* [What is required]:
Rewrite the records as a JSON list of strings, one string per line, starting at the line that has "Outline every instance of the lake." and stopping after the line that has "M 75 24 L 73". Skip blank lines, and leave the pictures out of the answer.

________________

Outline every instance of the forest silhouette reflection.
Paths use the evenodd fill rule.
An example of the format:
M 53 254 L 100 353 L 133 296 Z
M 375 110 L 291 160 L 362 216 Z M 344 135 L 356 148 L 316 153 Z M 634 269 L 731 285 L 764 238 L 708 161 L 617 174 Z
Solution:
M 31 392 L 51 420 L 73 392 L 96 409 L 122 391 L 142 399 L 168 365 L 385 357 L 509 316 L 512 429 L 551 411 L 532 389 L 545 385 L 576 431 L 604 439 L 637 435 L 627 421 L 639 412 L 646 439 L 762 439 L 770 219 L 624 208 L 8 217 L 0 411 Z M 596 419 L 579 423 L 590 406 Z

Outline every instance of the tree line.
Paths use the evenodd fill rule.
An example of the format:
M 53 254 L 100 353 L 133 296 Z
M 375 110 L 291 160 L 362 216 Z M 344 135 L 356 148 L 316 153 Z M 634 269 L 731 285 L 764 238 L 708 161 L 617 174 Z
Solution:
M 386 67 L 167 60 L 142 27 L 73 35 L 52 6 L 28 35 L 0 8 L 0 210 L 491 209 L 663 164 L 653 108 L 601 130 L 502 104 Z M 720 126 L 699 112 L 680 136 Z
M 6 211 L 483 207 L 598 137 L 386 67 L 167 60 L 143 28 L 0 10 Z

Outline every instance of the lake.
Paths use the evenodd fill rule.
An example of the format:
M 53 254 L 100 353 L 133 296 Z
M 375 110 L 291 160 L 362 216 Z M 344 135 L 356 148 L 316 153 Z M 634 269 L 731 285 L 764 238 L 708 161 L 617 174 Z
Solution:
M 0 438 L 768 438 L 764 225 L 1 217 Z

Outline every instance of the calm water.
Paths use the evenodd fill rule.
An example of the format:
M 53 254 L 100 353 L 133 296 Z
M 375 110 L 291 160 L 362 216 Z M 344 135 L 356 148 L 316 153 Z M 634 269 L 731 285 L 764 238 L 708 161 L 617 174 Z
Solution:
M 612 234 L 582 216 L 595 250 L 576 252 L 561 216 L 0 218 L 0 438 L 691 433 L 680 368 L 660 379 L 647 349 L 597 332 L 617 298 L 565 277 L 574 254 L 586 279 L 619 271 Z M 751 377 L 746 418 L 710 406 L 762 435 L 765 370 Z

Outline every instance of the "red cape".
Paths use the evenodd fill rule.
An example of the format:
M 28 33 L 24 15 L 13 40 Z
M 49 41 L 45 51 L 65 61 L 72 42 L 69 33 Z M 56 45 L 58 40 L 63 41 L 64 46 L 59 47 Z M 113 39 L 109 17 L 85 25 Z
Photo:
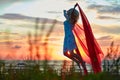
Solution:
M 75 24 L 73 29 L 78 49 L 83 60 L 92 65 L 93 71 L 95 73 L 101 72 L 101 60 L 103 58 L 103 52 L 93 35 L 87 17 L 79 5 L 78 8 L 83 24 L 83 27 L 79 24 Z

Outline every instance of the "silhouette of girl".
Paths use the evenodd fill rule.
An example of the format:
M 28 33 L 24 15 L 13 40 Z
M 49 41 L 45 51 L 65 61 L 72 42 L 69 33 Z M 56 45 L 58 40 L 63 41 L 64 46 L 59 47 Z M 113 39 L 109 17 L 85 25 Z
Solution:
M 64 46 L 63 46 L 63 53 L 68 58 L 72 59 L 77 63 L 80 68 L 80 64 L 84 70 L 84 74 L 87 74 L 87 69 L 85 66 L 85 62 L 83 61 L 78 47 L 76 45 L 75 36 L 72 32 L 74 25 L 78 22 L 79 19 L 79 12 L 71 8 L 68 11 L 64 10 L 64 17 L 66 20 L 64 21 Z

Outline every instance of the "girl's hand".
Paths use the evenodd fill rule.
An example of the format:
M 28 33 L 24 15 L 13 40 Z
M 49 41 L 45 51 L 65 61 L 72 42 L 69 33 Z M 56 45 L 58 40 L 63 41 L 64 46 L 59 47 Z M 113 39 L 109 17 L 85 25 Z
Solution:
M 67 11 L 66 11 L 66 10 L 63 10 L 63 13 L 64 13 L 64 17 L 65 17 L 66 19 L 68 19 Z

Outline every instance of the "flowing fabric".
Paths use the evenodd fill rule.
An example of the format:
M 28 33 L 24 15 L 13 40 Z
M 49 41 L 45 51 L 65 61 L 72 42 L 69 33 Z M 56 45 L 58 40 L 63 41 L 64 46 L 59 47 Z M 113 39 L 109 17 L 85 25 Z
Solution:
M 83 60 L 92 65 L 94 73 L 101 72 L 103 52 L 94 38 L 91 26 L 84 12 L 77 4 L 83 26 L 75 24 L 73 33 Z

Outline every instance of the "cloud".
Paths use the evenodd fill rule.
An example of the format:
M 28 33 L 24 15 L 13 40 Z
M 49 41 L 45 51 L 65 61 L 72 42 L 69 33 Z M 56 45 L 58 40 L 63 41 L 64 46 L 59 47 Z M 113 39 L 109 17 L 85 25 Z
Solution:
M 14 13 L 7 13 L 7 14 L 0 15 L 0 18 L 9 19 L 9 20 L 30 20 L 30 21 L 35 21 L 36 19 L 36 17 L 25 16 L 25 15 L 14 14 Z M 55 19 L 39 18 L 39 22 L 45 22 L 45 21 L 47 21 L 47 23 L 53 23 Z M 62 22 L 58 20 L 57 20 L 57 23 L 62 24 Z
M 104 14 L 120 14 L 120 5 L 99 5 L 99 4 L 91 4 L 87 7 L 88 9 L 94 9 L 98 13 Z
M 113 19 L 113 20 L 120 20 L 120 18 L 112 17 L 112 16 L 98 16 L 98 19 Z
M 96 25 L 93 24 L 93 30 L 96 33 L 102 33 L 102 34 L 114 34 L 119 35 L 120 34 L 120 26 L 119 25 Z

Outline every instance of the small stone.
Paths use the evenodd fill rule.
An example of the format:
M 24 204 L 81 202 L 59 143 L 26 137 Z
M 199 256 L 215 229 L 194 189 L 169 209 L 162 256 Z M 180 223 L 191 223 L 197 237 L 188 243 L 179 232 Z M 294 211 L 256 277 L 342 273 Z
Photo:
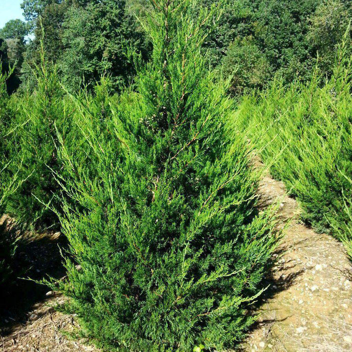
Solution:
M 306 327 L 300 327 L 296 329 L 297 333 L 302 333 L 305 330 L 307 330 Z
M 38 318 L 38 315 L 37 315 L 37 314 L 34 314 L 34 313 L 32 313 L 29 316 L 29 320 L 35 320 L 37 318 Z

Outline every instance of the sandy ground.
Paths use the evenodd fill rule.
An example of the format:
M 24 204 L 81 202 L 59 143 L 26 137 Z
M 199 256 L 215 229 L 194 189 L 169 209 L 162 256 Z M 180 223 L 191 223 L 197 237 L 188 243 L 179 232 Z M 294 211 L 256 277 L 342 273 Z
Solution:
M 300 223 L 298 205 L 286 192 L 266 174 L 260 189 L 262 205 L 279 199 L 280 217 L 289 225 L 261 316 L 242 350 L 352 351 L 351 263 L 341 243 Z
M 242 350 L 352 351 L 352 267 L 343 246 L 300 223 L 298 205 L 286 195 L 281 182 L 267 174 L 260 190 L 262 205 L 279 199 L 282 223 L 288 220 L 290 224 L 279 248 L 278 264 L 268 279 L 270 287 L 258 304 L 259 319 Z M 47 241 L 54 248 L 57 239 L 50 236 L 47 240 L 43 244 L 45 252 Z M 50 258 L 58 253 L 49 253 Z M 26 310 L 9 316 L 0 338 L 0 352 L 97 352 L 84 339 L 67 337 L 65 332 L 74 332 L 79 327 L 73 315 L 53 308 L 64 299 L 55 293 L 46 296 L 42 289 Z

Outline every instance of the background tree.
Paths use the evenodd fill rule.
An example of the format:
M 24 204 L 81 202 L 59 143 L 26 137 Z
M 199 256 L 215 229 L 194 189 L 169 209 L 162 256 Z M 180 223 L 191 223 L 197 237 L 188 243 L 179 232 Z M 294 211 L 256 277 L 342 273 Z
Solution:
M 0 29 L 0 38 L 6 44 L 7 60 L 8 64 L 15 67 L 11 76 L 7 80 L 9 92 L 14 91 L 21 83 L 21 68 L 25 50 L 24 37 L 28 33 L 27 24 L 21 20 L 11 20 Z

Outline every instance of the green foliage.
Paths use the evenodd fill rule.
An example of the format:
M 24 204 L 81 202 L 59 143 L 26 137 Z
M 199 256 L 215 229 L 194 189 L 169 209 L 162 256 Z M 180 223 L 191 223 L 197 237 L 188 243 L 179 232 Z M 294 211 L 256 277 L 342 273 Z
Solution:
M 7 137 L 10 132 L 8 128 L 7 106 L 9 99 L 6 81 L 12 72 L 1 73 L 0 61 L 0 295 L 5 293 L 5 284 L 8 284 L 12 274 L 12 262 L 16 249 L 16 233 L 2 217 L 5 213 L 6 198 L 11 193 L 15 182 L 8 177 L 6 168 L 11 160 L 7 157 Z M 0 305 L 1 304 L 0 303 Z
M 63 91 L 57 68 L 45 62 L 44 51 L 41 66 L 33 72 L 37 88 L 32 95 L 17 102 L 12 123 L 19 126 L 13 136 L 16 152 L 15 169 L 23 182 L 9 197 L 7 211 L 19 222 L 37 228 L 57 225 L 57 219 L 48 206 L 59 203 L 59 185 L 52 172 L 59 172 L 56 144 L 56 129 L 66 135 L 69 130 L 69 109 L 64 107 Z M 14 98 L 15 99 L 15 98 Z
M 59 215 L 72 259 L 60 289 L 107 348 L 222 350 L 254 320 L 275 220 L 257 213 L 250 149 L 200 53 L 216 9 L 154 6 L 137 92 L 109 97 L 104 79 L 94 96 L 71 97 L 79 133 L 75 149 L 60 135 L 57 178 L 70 196 Z
M 246 97 L 239 112 L 264 160 L 271 165 L 272 174 L 301 204 L 304 220 L 345 242 L 351 235 L 347 229 L 352 228 L 351 205 L 344 199 L 350 199 L 352 192 L 349 33 L 349 28 L 339 46 L 333 76 L 323 87 L 317 77 L 287 88 L 276 82 L 259 96 Z
M 324 1 L 311 16 L 307 41 L 317 52 L 319 67 L 323 72 L 331 73 L 338 44 L 351 18 L 351 1 L 340 0 Z M 350 33 L 349 40 L 351 42 Z
M 64 83 L 70 89 L 82 80 L 98 80 L 108 71 L 116 84 L 127 83 L 133 66 L 127 56 L 130 46 L 143 54 L 147 44 L 135 18 L 125 11 L 125 1 L 77 1 L 68 9 L 63 23 L 65 48 L 59 66 Z
M 0 38 L 4 39 L 24 40 L 28 33 L 28 26 L 21 20 L 11 20 L 0 29 Z
M 262 88 L 272 74 L 269 62 L 251 37 L 236 39 L 230 44 L 221 68 L 231 79 L 230 90 L 234 95 L 245 88 Z

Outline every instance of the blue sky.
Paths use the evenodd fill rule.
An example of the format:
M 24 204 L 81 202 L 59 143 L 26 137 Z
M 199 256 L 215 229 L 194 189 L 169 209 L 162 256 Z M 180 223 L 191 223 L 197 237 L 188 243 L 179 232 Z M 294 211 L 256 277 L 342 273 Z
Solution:
M 20 7 L 23 0 L 0 0 L 0 28 L 10 20 L 21 19 L 24 20 L 22 9 Z

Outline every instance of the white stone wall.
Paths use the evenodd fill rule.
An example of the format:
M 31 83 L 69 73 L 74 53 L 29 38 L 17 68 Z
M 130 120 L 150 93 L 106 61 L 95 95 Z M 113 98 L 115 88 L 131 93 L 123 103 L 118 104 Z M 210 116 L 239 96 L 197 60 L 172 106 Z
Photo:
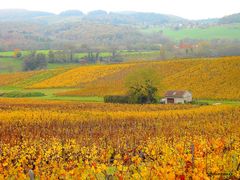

________________

* [Solution to this task]:
[
  "Outline every instance of the lake.",
  "Paths use the evenodd fill rule.",
  "An example of the format:",
  "M 53 254 L 100 353 L 133 296 Z",
  "M 375 110 L 291 160 L 362 216 Z M 344 135 L 356 148 L 316 153 Z M 634 269 L 731 285 L 764 238 L 708 161 L 617 174 Z",
  "Solution:",
  "M 0 438 L 768 438 L 764 225 L 1 217 Z",
  "Outline every instance of the calm water.",
  "Paths use the evenodd fill rule.",
  "An example of the format:",
  "M 53 254 L 100 353 L 133 296 Z",
  "M 375 110 L 291 160 L 362 216 Z M 344 135 L 356 148 L 316 153 Z M 634 269 L 731 285 L 764 238 L 708 161 L 617 174 Z",
  "Solution:",
  "M 612 234 L 582 216 L 595 250 L 576 252 L 561 216 L 0 218 L 0 438 L 691 433 L 680 368 L 660 379 L 647 349 L 597 332 L 617 298 L 565 277 L 574 254 L 586 279 L 619 271 Z M 751 377 L 746 418 L 710 406 L 762 435 L 765 370 Z",
  "Outline every instance of the \"red cape\".",
  "Paths use the evenodd fill rule.",
  "An example of the format:",
  "M 28 33 L 24 15 L 13 40 Z",
  "M 49 41 L 45 51 L 65 61 L 72 42 L 69 33 Z M 56 45 L 58 40 L 63 41 L 64 46 L 59 47 Z M 113 39 L 109 17 L 85 25 Z",
  "Photo:",
  "Solution:",
  "M 75 24 L 73 29 L 78 49 L 83 60 L 92 65 L 93 71 L 95 73 L 101 72 L 101 60 L 103 58 L 103 52 L 93 35 L 87 17 L 79 5 L 78 8 L 83 24 L 83 27 L 79 24 Z"
]